Take Me Home Tonight is a 2011 American comedy-drama film directed by Michael Dowse and starring an ensemble cast led by Topher Grace and Anna Faris. The screenplay was written by Jackie and Jeff Filgo, former writers of the television sitcom That '70s Show, of which Grace was a cast member. The film follows a recent college graduate who wants to change his career plans after his old high school crush invites him to a party. It was released to mixed to negative reviews and was a box office bomb.

Shooting began on the week starting February 19, 2007,[5] in Phoenix, Arizona.[6] The film received its wide theatrical release on March 4, 2011.

The title comes from the 1986 Eddie Money song of the same name, also played in the theatrical trailer and on the menu screen of the Blu-ray and DVD releases. Despite having the same name, it never actually appears in the film.


Matt Franklin is a recent MIT graduate, working at a Los Angeles Suncoast Video store in 1988 while trying to figure out what he wants to do with his life, something that his police officer father has grown impatient with. When Matt's high school crush, Tori Frederking, walks into the store, he lies that he works at Goldman Sachs. Tori invites Matt to a Labor Day party, hosted by his twin sister Wendy's boyfriend, Kyle.

· · · ·

*Task requirements*
#1 According to the film article, in which city did shooting begin?
#2 Print the entries starting at the line containing "white baseboard -> point" and ending at the last line of the entries, both ends included.
The film article and the entries that follow it are unrelated material.

*Dataset extract*
· · · ·

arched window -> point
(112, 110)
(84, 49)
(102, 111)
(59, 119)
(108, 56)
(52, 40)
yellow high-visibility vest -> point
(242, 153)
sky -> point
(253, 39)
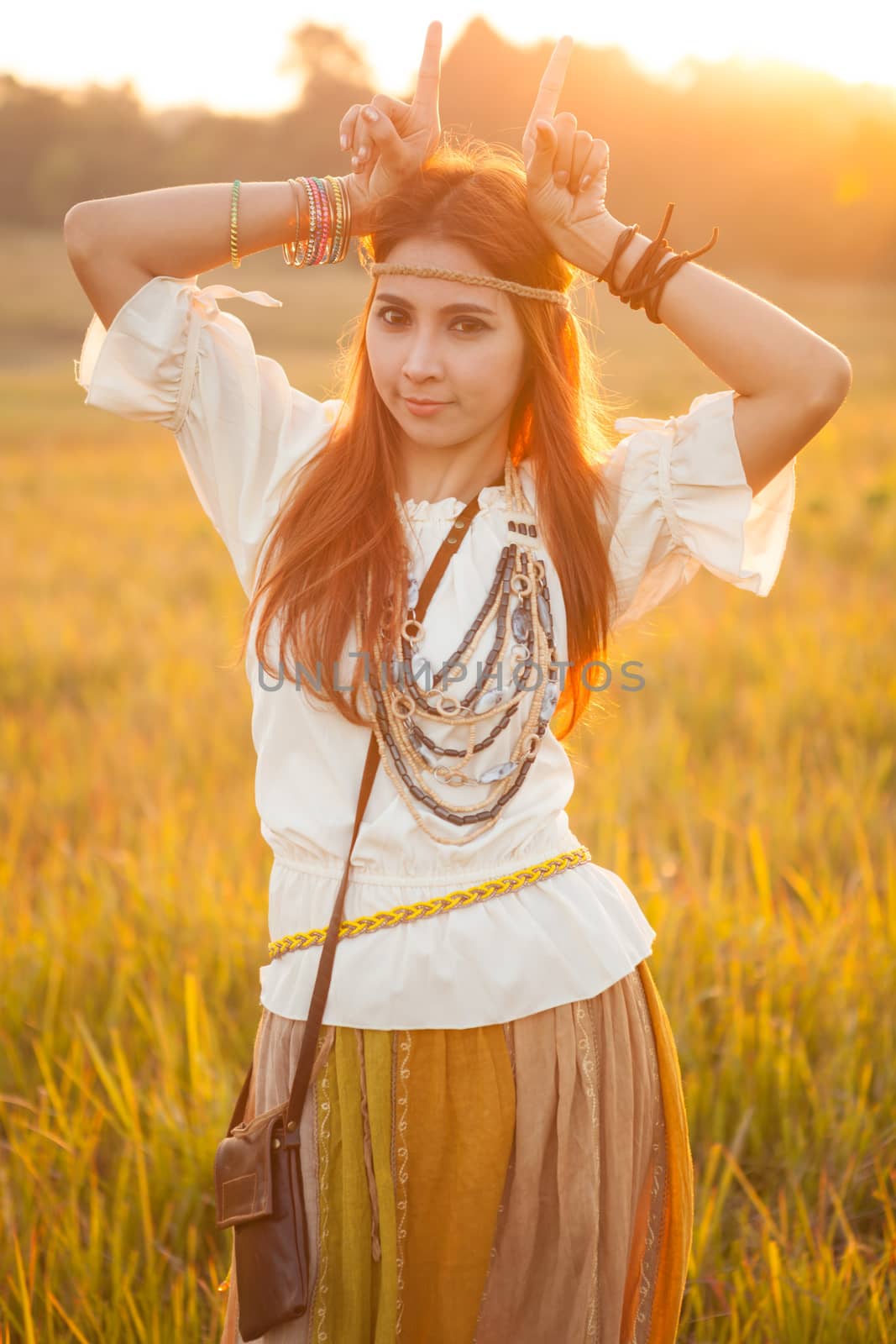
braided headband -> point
(385, 268)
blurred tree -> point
(794, 165)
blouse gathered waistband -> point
(438, 905)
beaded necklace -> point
(402, 710)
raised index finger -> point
(546, 100)
(427, 78)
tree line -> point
(793, 165)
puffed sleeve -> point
(174, 356)
(679, 499)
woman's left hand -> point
(566, 168)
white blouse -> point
(679, 501)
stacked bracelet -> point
(329, 222)
(234, 198)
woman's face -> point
(446, 342)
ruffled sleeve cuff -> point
(144, 366)
(681, 501)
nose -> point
(422, 358)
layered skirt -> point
(526, 1182)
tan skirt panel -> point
(530, 1180)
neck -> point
(456, 472)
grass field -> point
(747, 797)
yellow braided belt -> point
(438, 906)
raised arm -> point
(120, 242)
(789, 381)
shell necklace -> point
(403, 714)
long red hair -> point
(338, 544)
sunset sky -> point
(226, 55)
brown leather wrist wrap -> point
(645, 282)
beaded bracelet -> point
(329, 222)
(234, 198)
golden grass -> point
(746, 795)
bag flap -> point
(244, 1178)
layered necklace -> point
(405, 714)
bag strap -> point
(325, 968)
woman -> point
(495, 1144)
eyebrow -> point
(449, 308)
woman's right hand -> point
(398, 140)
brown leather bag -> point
(258, 1178)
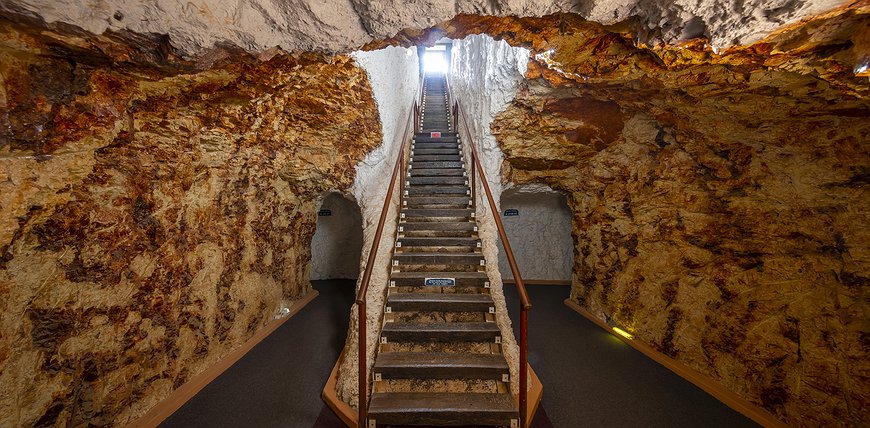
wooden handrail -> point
(525, 302)
(361, 296)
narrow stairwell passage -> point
(440, 360)
(592, 378)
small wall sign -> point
(440, 282)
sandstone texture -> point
(540, 236)
(341, 25)
(719, 200)
(153, 216)
(395, 84)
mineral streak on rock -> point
(131, 261)
(719, 201)
(256, 25)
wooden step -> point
(435, 212)
(465, 226)
(444, 136)
(415, 258)
(440, 365)
(421, 140)
(440, 332)
(416, 279)
(437, 146)
(429, 151)
(437, 201)
(437, 172)
(442, 409)
(436, 165)
(436, 158)
(433, 190)
(456, 181)
(439, 241)
(456, 302)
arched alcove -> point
(337, 242)
(537, 221)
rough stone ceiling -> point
(341, 25)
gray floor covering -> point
(590, 378)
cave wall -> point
(337, 241)
(154, 216)
(257, 25)
(395, 79)
(719, 200)
(484, 76)
(540, 235)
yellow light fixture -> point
(623, 333)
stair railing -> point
(361, 297)
(458, 115)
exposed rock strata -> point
(342, 25)
(718, 200)
(152, 221)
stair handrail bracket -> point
(362, 293)
(525, 302)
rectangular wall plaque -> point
(440, 282)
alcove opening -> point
(537, 221)
(337, 243)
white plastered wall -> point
(337, 242)
(485, 75)
(540, 235)
(394, 76)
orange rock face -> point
(152, 221)
(719, 201)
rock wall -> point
(154, 216)
(484, 76)
(337, 241)
(540, 235)
(395, 80)
(718, 199)
(343, 25)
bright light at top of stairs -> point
(435, 62)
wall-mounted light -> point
(623, 333)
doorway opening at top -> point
(436, 59)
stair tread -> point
(431, 360)
(440, 297)
(436, 254)
(450, 327)
(426, 402)
(439, 240)
(441, 274)
(438, 212)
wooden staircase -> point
(439, 360)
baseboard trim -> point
(178, 397)
(511, 281)
(708, 384)
(350, 416)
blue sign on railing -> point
(440, 282)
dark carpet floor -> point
(590, 378)
(593, 379)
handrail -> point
(525, 303)
(373, 253)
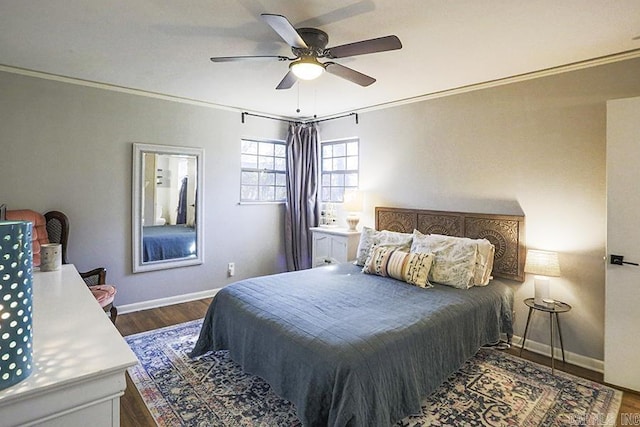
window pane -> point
(267, 178)
(280, 164)
(249, 192)
(337, 179)
(265, 163)
(352, 149)
(351, 180)
(280, 150)
(352, 163)
(337, 194)
(338, 158)
(249, 147)
(249, 178)
(267, 193)
(248, 161)
(265, 149)
(339, 150)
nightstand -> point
(332, 245)
(553, 308)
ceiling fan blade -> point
(249, 58)
(348, 74)
(289, 80)
(283, 27)
(380, 44)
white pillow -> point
(484, 262)
(454, 261)
(412, 268)
(370, 237)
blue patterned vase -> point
(16, 276)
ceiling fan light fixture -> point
(306, 68)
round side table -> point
(553, 308)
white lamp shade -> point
(542, 263)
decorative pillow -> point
(484, 260)
(454, 260)
(412, 268)
(370, 237)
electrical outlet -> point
(231, 269)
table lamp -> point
(543, 264)
(353, 201)
(15, 306)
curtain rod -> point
(244, 113)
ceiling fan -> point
(309, 44)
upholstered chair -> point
(53, 227)
(58, 232)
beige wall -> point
(69, 148)
(537, 147)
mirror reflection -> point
(166, 207)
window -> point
(339, 168)
(264, 168)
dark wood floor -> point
(133, 412)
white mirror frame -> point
(137, 193)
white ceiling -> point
(164, 46)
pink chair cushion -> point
(39, 234)
(104, 294)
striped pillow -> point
(412, 268)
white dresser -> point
(331, 245)
(79, 359)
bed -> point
(162, 242)
(354, 349)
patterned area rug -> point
(491, 389)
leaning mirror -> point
(167, 206)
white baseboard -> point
(162, 302)
(570, 357)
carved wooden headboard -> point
(506, 232)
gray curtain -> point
(302, 208)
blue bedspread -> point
(349, 348)
(161, 242)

· · · ·

*Responses per task*
#1 Phoenix, Arizona.

#2
white baseboard -> point
(162, 302)
(570, 357)
carved wooden headboard -> point
(506, 232)
gray curtain -> point
(302, 208)
blue bedspread -> point
(349, 348)
(161, 242)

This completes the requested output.